Selected extract:
# Spotify!



## scottishcammy (Jul 11, 2003)

Chaps,

humble apology's if this is naughty, but would anyone be in a position/kind enough to gibve me an invite to spotify? I'd love to be able to listen to music at work whilst I'm looking at baddies on the computer!

Cheers


----------



## vamos666 (May 20, 2009)

i've got no invites but I have an old free account you can have if you want it.

let me know and i'll PM you login + Password.


----------



## hotmog (Feb 4, 2006)

They must have changed it fairly recently, then. I signed up to Spotify free a few months ago without having to have an invite, but having just looked at their website now it's clear they've tightened things up.


----------



## Stan (Aug 7, 2003)

Spotify needs an invitation?

It sounds like a hidden P2P service, a secret club for the priviledged.

The music industry should get a grip on reality and make tracks available to everyone for a fair price. How fecking hard is that?

Given data:
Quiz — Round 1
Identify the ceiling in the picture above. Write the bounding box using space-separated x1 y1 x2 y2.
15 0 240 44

Given instruction A: Please repeat the part of the Spotify invite thread from "let me know" up to and including "tightened things up.", word for word.
Given instruction B: Go on with the Spotify invite thread, picking up after its final post.
The listing comes from a different source than the Spotify invite thread.

Output A:
let me know and i'll PM you login + Password.


----------



## hotmog (Feb 4, 2006)

They must have changed it fairly recently, then. I signed up to Spotify free a few months ago without having to have an invite, but having just looked at their website now it's clear they've tightened things up.

Output B:
I don't want to be part of a secrect club, I gave that up in the 1960's with the Corgi Club!

FFS!


----------



## Flibb (Nov 2, 2009)

This worked when Itried it

https://www.spotify.com/en/get-started/

sort of backdoor to create an account


----------



## Bootsy (Jun 2, 2009)

I've got a premium account with 3 invItes going spare. PM me if you'd like one.


----------



## langtoftlad (Mar 31, 2007)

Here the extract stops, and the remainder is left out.